── Excerpt provided

Candidates vying for the Student Association’s top spots this year received the fewest number of endorsements in recent history.
About 20 student organizations endorsed candidates for SA president and executive vice president ahead of the election last week, about 15 fewer student groups than in 2018, 2017 and 2016. Student leaders of organizations that have endorsed candidates in past SA elections but did not this year said they lacked the time to hear out candidates or their executive boards could not come to a consensus on who to back.
Over the past three years, the number of student organizations that chose to endorse candidates has fluctuated from about 30 to 40. In 2015, more than 70 student organizations endorsed one of the three candidates for president, and more than 30 supported one of the three candidates for executive vice president.
Naja Nelson, the president of GW’s NAACP chapter, which endorsed SA President Ashley Le and SA Executive Vice President Ojani Walthrust in last year’s race, said that unlike past years, her organization did not endorse a candidate this year because she wanted members to make their own decisions. She said the student group instead attended listening sessions where the candidates were present so members could hear out their platforms.

────

• [Tasks to complete]
1. According to the article on Student Association endorsements, how many student organizations endorsed a presidential candidate in 2015?
2. Continue the article on Student Association endorsements from its last sentence.

── Data supplied

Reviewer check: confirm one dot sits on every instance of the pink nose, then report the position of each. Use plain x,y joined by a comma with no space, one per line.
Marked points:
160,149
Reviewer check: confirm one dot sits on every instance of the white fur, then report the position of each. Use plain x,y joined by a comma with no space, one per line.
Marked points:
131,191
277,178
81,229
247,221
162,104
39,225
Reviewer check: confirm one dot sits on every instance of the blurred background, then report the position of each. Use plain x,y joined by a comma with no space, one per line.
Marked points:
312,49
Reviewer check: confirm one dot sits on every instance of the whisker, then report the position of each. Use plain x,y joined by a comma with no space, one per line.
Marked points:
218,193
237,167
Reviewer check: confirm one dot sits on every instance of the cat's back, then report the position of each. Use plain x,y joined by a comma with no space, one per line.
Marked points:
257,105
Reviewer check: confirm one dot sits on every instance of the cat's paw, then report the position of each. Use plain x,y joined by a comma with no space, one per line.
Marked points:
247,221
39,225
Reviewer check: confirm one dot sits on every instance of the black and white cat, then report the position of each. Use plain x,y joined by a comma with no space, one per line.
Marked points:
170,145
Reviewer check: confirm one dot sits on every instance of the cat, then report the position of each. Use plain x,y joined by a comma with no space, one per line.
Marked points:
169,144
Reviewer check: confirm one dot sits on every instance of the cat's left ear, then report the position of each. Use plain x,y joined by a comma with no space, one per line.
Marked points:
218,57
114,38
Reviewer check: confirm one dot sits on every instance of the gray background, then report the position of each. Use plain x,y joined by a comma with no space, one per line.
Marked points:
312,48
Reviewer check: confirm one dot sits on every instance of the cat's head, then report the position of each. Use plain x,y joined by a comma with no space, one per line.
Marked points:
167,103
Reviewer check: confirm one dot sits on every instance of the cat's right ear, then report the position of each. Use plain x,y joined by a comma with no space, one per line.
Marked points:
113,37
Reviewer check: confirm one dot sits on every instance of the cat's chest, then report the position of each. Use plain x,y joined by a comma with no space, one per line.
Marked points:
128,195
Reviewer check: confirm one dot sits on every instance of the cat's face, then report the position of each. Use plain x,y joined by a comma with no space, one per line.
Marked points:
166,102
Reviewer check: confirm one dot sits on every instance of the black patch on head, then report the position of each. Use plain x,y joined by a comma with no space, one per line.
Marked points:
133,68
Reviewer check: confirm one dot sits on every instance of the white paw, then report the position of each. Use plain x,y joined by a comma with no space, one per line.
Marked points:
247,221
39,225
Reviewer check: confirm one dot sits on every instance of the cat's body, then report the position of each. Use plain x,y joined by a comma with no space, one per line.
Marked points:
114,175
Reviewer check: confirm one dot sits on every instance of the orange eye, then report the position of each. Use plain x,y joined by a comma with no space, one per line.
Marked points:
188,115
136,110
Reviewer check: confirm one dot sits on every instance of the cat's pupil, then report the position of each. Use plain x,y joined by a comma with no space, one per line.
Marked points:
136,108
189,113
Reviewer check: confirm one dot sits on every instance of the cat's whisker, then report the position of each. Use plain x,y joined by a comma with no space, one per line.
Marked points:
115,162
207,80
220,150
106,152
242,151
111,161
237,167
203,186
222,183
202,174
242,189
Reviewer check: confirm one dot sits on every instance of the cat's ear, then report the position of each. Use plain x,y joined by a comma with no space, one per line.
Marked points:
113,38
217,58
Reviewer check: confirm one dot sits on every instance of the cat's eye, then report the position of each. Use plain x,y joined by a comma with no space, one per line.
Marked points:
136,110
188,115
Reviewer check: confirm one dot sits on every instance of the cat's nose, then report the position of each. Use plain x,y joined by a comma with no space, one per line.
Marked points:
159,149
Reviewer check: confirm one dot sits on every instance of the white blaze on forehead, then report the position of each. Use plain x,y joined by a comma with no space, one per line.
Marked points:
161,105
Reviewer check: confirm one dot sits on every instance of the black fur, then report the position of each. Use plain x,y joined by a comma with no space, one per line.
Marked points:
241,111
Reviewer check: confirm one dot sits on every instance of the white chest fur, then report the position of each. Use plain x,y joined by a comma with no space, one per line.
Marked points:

────

• [Responses per task]
1. More than 70 student organizations.

2.
“We ultimately decided to do something different and support students choosing for themselves,” she said in an email.
Emily Bailey, the president of Alpha Phi Omega, a gender-inclusive service fraternity that endorsed SA presidential candidate Imani Ross last year, said members of her organization have been focusing on the organization’s own internal matters and could not coordinate schedules to speak with SA candidates.
“We only endorse candidates if everyone from that particular race is able to come speak to us at once,” she said in an email. “It was really just a timing issue.”
Yasmine Sadoudi, a member of Jewish Voice for Peace, said the student organization reached out to every presidential and executive vice presidential candidate but only met with SA Sen. ShanTorrian Underwood, CCAS-U and a candidate for SA president, and Quentin McHoes, a candidate for executive vice president.
She said the organization, which also did not endorse a candidate last year, decided against backing a candidate this year because members of the group did not have an opportunity to hear from all candidates in the race. Two other registered candidates ran for president, and one other student ran for executive vice president.
She added that none of the candidates openly favored divesting from companies that allegedly contribute to Palestinian suffering – a hotly contested topic in the SA in recent years – which deterred the group from coming out in support of any one candidate.
“We take pride in our organization’s diversity of opinion on GW politics and believe that our members should have the opportunity to critically analyze the policies and platforms of each candidate,” she said.
Nicole Cennamo, the SA’s vice president for academic affairs and a candidate for SA president, said student organizations might have been less motivated to endorse candidates this year because of scandals that have tainted the past few SA elections, leading student groups to revoke endorsements.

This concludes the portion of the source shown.